**Esercizio scritto**
Per favore, ricopia senza modifiche, dall'articolo sull'inchiesta Eni, il tratto da "Le riserve di" fino a "compagnia petrolifera Shell.".

**Brano da leggere**

■ ■ ■ ■ ■

Eni: quel pregiudizio tutto italiano contro le lobby
L'inchiesta della magistratura sulla presunta maxi-tangente Eni in Nigeria, può provocare danni economici ingenti in un momento molto delicato. Prove di corruzione, finora, non ne sono state presentate. E le leggi italiane sul lavoro di lobbying delle aziende sono una giungla mai riformata.
La Procura di Milano sta indagando su una presunta corruzione internazionale che coinvolgerebbe Eni. Secondo i pm milanesi, sarebbe stata pagata una maxi-tangente sul miliardo e 92 milioni di dollari spesi da Eni per l'acquisto della concessione del giacimento petrolifero nigeriano Opl-245, che rappresenta uno dei maggiori potenziali minerari non sviluppati. Chi indaga ipotizza che ottocento milioni di dollari sarebbero stati ripartiti tra alcuni politici e intermediari africani, mentre circa 215 milioni sarebbero stati destinati a mediatori e manager italiani ed europei. I pm sarebbero riusciti a bloccare una parte della presunta tangente da 193 milioni di dollari, grazie al sequestro in Svizzera, mesi fa, di 110 milioni e grazie al blocco a Londra (su richiesta italiana) di 83 milioni riconducibili a un mediatore nigeriano.
Le riserve di petrolio scoperte in Nigeria sono ingenti, pari a 500 milioni di barili di petrolio equivalente (boe). Per l'ipotesi di corruzione internazionale, la Procura di Milano ha iscritto nel registro degli indagati il nuovo amministratore delegato di Eni, Claudio Descalzi, all'epoca dei fatti contestati (2011) responsabile della divisione Exploration & Production del "cane a sei zampe", l'ex ad Paolo Scaroni e il mediatore, Luigi Bisignani. L'Eni ha diffuso un comunicato stampa per sottolineare la sua assoluta estraneità ai fatti contestati e per ribadire la sua completa disponibilità a collaborare con la magistratura. Ha altresì precisato di aver stipulato accordi solo con il governo nigeriano e con la compagnia petrolifera Shell.

■ ■ ■ ■ ■

**Dati**
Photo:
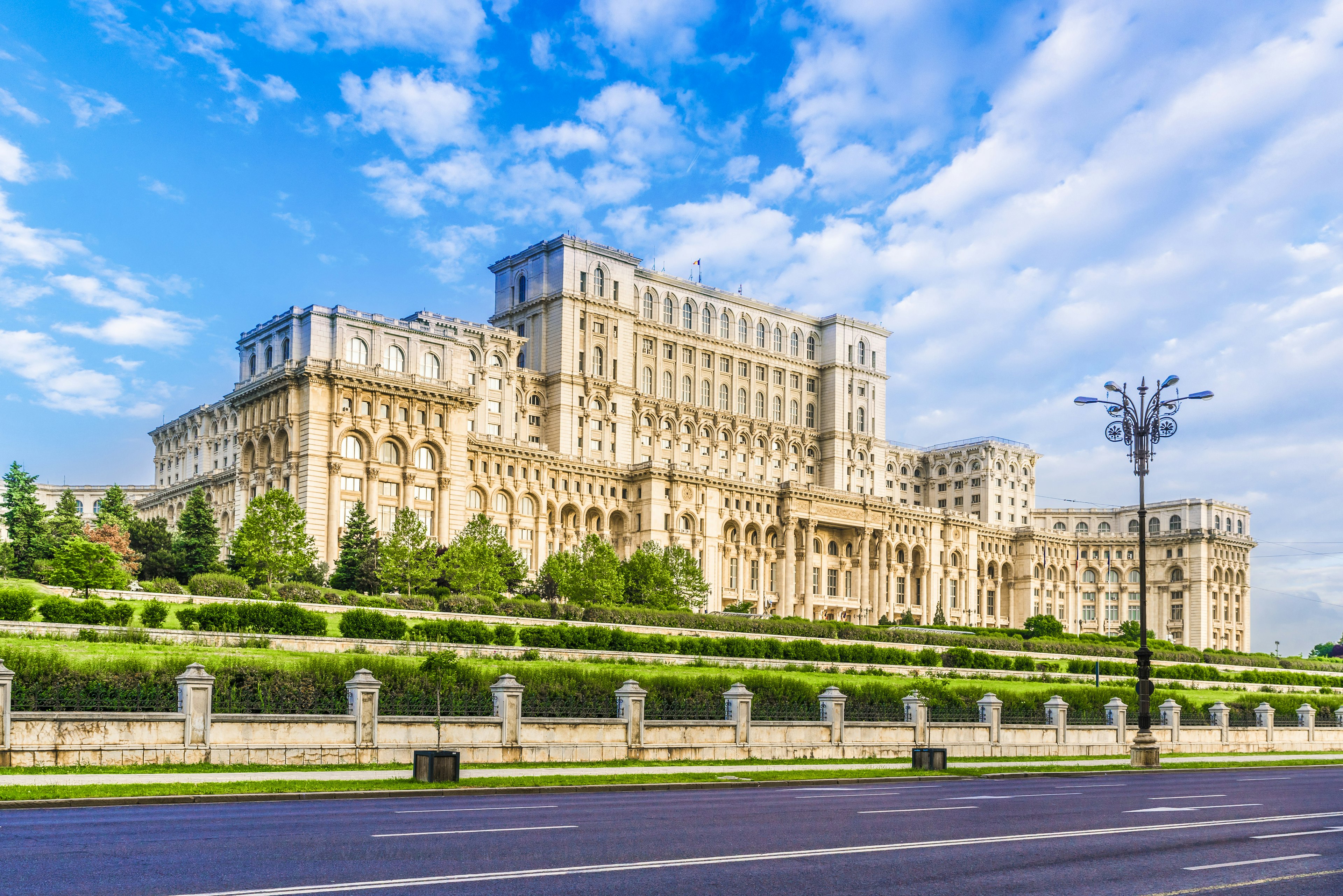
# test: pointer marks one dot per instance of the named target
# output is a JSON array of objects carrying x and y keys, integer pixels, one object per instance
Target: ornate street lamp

■ ■ ■ ■ ■

**Risposta al compito**
Le riserve di petrolio scoperte in Nigeria sono ingenti, pari a 500 milioni di barili di petrolio equivalente (boe). Per l'ipotesi di corruzione internazionale, la Procura di Milano ha iscritto nel registro degli indagati il nuovo amministratore delegato di Eni, Claudio Descalzi, all'epoca dei fatti contestati (2011) responsabile della divisione Exploration & Production del "cane a sei zampe", l'ex ad Paolo Scaroni e il mediatore, Luigi Bisignani. L'Eni ha diffuso un comunicato stampa per sottolineare la sua assoluta estraneità ai fatti contestati e per ribadire la sua completa disponibilità a collaborare con la magistratura. Ha altresì precisato di aver stipulato accordi solo con il governo nigeriano e con la compagnia petrolifera Shell.